#### EXERCISE INPUTS

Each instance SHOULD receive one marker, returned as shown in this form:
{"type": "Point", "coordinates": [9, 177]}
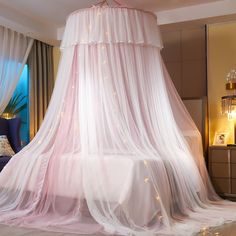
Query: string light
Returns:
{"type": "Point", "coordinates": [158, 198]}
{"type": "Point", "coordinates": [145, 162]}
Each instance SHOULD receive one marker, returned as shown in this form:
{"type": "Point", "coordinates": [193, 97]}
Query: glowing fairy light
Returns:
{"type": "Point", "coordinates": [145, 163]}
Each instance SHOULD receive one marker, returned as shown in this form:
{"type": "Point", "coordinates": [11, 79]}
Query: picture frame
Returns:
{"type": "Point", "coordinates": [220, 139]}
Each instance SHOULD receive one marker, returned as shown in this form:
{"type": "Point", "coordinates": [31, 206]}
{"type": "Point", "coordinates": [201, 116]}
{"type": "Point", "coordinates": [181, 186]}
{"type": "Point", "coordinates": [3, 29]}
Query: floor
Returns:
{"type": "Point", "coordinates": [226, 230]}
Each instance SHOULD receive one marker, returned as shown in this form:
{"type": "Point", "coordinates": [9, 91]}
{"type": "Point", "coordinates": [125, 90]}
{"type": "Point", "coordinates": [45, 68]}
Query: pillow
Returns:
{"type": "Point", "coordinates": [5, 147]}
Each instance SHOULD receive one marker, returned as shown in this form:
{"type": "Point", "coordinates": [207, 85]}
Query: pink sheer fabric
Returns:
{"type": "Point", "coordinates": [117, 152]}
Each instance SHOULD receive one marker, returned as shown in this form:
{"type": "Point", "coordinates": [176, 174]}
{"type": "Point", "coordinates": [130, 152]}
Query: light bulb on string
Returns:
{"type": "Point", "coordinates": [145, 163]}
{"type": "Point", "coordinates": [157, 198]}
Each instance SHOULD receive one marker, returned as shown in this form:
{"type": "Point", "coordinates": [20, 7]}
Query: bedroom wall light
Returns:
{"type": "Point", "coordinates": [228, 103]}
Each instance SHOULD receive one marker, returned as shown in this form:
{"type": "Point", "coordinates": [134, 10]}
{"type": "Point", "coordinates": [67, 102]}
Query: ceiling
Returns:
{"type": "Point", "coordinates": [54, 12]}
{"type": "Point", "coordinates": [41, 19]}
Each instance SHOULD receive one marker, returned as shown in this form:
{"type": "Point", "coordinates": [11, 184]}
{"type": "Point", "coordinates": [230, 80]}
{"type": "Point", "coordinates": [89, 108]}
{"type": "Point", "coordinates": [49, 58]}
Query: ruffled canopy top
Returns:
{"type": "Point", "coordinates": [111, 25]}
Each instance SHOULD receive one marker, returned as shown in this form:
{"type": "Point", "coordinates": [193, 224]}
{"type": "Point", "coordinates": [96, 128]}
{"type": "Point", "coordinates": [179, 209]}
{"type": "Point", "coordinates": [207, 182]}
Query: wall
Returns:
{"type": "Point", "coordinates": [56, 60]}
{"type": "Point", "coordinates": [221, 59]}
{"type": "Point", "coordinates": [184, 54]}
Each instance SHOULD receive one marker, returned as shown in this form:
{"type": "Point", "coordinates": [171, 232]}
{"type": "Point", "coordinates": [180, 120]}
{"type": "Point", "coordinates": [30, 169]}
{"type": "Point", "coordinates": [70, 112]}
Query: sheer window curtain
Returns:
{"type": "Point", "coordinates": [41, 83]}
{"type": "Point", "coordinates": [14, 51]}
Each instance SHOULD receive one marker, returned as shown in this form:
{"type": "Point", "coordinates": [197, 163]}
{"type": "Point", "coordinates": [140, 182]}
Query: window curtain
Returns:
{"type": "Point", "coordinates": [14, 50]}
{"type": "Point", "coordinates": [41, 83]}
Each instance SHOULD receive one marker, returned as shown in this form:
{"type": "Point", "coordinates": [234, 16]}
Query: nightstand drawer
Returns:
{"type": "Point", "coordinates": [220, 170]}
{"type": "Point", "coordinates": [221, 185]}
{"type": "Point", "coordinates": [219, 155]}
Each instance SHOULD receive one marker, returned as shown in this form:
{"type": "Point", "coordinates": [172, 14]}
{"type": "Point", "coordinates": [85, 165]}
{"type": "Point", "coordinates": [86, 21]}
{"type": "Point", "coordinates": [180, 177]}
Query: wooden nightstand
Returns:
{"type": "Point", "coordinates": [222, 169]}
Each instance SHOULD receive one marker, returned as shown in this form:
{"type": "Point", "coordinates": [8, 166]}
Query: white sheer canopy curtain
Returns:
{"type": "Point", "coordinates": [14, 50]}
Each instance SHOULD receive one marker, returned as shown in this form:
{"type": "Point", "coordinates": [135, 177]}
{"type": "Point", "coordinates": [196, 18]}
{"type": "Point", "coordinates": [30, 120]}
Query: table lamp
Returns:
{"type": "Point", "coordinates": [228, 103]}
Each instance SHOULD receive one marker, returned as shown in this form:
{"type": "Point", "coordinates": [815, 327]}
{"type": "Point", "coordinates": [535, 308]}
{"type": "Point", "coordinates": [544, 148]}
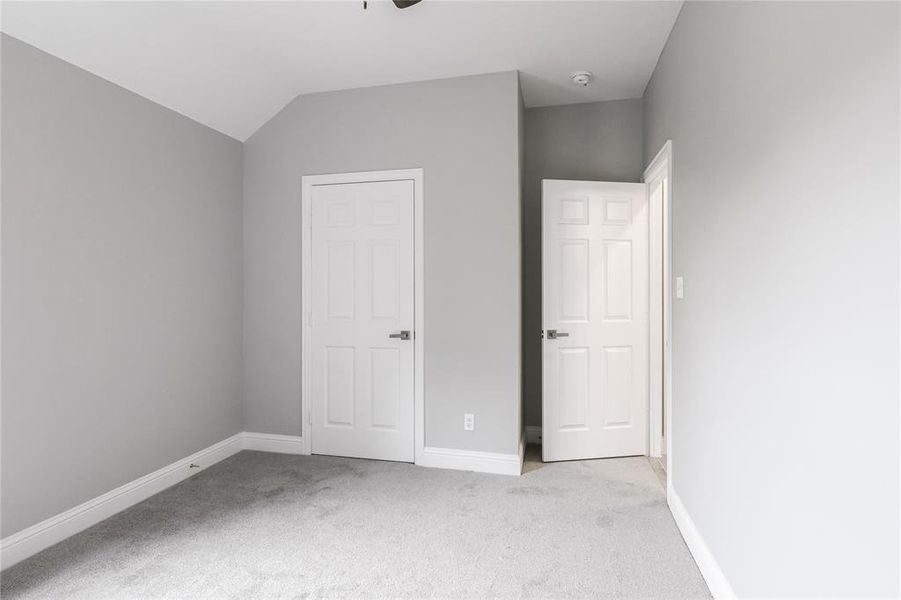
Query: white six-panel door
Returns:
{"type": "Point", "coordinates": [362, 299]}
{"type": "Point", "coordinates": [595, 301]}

########

TASK BRIEF: Now reproduce all of the entries precisely, with no pictures in the copy.

WRITTEN SOLUTION:
Each instance SHOULD receive one marker, returned as shown in this form:
{"type": "Point", "coordinates": [9, 177]}
Query: string light
Returns:
{"type": "Point", "coordinates": [158, 198]}
{"type": "Point", "coordinates": [145, 162]}
Each instance SHOULD receive one marker, returned as shown in this form:
{"type": "Point", "coordinates": [193, 97]}
Query: glowing fairy light
Returns:
{"type": "Point", "coordinates": [145, 163]}
Each instance SHOULD receive one marker, returned as shown in this form:
{"type": "Point", "coordinates": [11, 79]}
Query: picture frame
Returns:
{"type": "Point", "coordinates": [220, 139]}
Each instance SHOULD receive one marker, returned as shown in this form:
{"type": "Point", "coordinates": [31, 206]}
{"type": "Point", "coordinates": [201, 116]}
{"type": "Point", "coordinates": [181, 186]}
{"type": "Point", "coordinates": [3, 29]}
Query: floor
Returns:
{"type": "Point", "coordinates": [226, 230]}
Each instance SHOULD receive one marker, returned as shown in this form:
{"type": "Point", "coordinates": [9, 91]}
{"type": "Point", "coordinates": [125, 90]}
{"type": "Point", "coordinates": [45, 68]}
Query: pillow
Returns:
{"type": "Point", "coordinates": [5, 147]}
Each instance SHOULD receive one marker, returned as shown in this form:
{"type": "Point", "coordinates": [207, 85]}
Query: pink sheer fabric
Returns:
{"type": "Point", "coordinates": [117, 152]}
Each instance SHOULD receive one marker, returned as shown in this form:
{"type": "Point", "coordinates": [176, 174]}
{"type": "Point", "coordinates": [130, 152]}
Query: light bulb on string
Returns:
{"type": "Point", "coordinates": [145, 163]}
{"type": "Point", "coordinates": [157, 198]}
Each instance SHOULD receive one marker, returned as shown in this form:
{"type": "Point", "coordinates": [20, 7]}
Query: bedroom wall light
Returns:
{"type": "Point", "coordinates": [228, 103]}
Each instance SHOULD receive one marker, returned as shown in this form:
{"type": "Point", "coordinates": [134, 10]}
{"type": "Point", "coordinates": [67, 102]}
Query: ceiling
Returns:
{"type": "Point", "coordinates": [54, 12]}
{"type": "Point", "coordinates": [41, 19]}
Each instance SHOULD receive one marker, returned as shown in this form:
{"type": "Point", "coordinates": [11, 184]}
{"type": "Point", "coordinates": [230, 80]}
{"type": "Point", "coordinates": [89, 108]}
{"type": "Point", "coordinates": [49, 58]}
Query: ruffled canopy top
Returns:
{"type": "Point", "coordinates": [111, 25]}
Each instance SHOULD receive one marker, returned as shown in this form:
{"type": "Point", "coordinates": [193, 224]}
{"type": "Point", "coordinates": [96, 128]}
{"type": "Point", "coordinates": [179, 209]}
{"type": "Point", "coordinates": [207, 182]}
Query: wall
Returns:
{"type": "Point", "coordinates": [56, 60]}
{"type": "Point", "coordinates": [221, 59]}
{"type": "Point", "coordinates": [184, 54]}
Each instance SHOULD receive one marker, returned as shown in this form:
{"type": "Point", "coordinates": [171, 232]}
{"type": "Point", "coordinates": [180, 120]}
{"type": "Point", "coordinates": [30, 169]}
{"type": "Point", "coordinates": [70, 112]}
Query: sheer window curtain
Returns:
{"type": "Point", "coordinates": [41, 83]}
{"type": "Point", "coordinates": [14, 51]}
Each instance SHOULD receive one marker, returned as shown in this form:
{"type": "Point", "coordinates": [197, 163]}
{"type": "Point", "coordinates": [140, 182]}
Query: window curtain
Returns:
{"type": "Point", "coordinates": [14, 50]}
{"type": "Point", "coordinates": [41, 83]}
Each instance SHOULD receive one marker, returned as shown in this form:
{"type": "Point", "coordinates": [234, 16]}
Query: nightstand drawer
Returns:
{"type": "Point", "coordinates": [220, 170]}
{"type": "Point", "coordinates": [221, 185]}
{"type": "Point", "coordinates": [219, 155]}
Each instance SHOULD receive one marker, returned as shown in this form:
{"type": "Point", "coordinates": [172, 14]}
{"type": "Point", "coordinates": [85, 165]}
{"type": "Point", "coordinates": [86, 21]}
{"type": "Point", "coordinates": [180, 177]}
Query: wooden nightstand
Returns:
{"type": "Point", "coordinates": [222, 169]}
Each instance SHOULD receive one marker, returned as shown in this form:
{"type": "Point", "coordinates": [8, 166]}
Query: white sheer canopy curtain
Returns:
{"type": "Point", "coordinates": [14, 50]}
Each instance SHOULD receive one marker, returned as shown in this form:
{"type": "Point", "coordinates": [135, 177]}
{"type": "Point", "coordinates": [196, 18]}
{"type": "Point", "coordinates": [30, 120]}
Query: table lamp
Returns:
{"type": "Point", "coordinates": [228, 103]}
Each instance SHOULD receive one marker, returned as shown in this form:
{"type": "Point", "coordinates": [815, 327]}
{"type": "Point", "coordinates": [535, 308]}
{"type": "Point", "coordinates": [544, 148]}
Query: white six-panel door
Returns:
{"type": "Point", "coordinates": [362, 299]}
{"type": "Point", "coordinates": [595, 301]}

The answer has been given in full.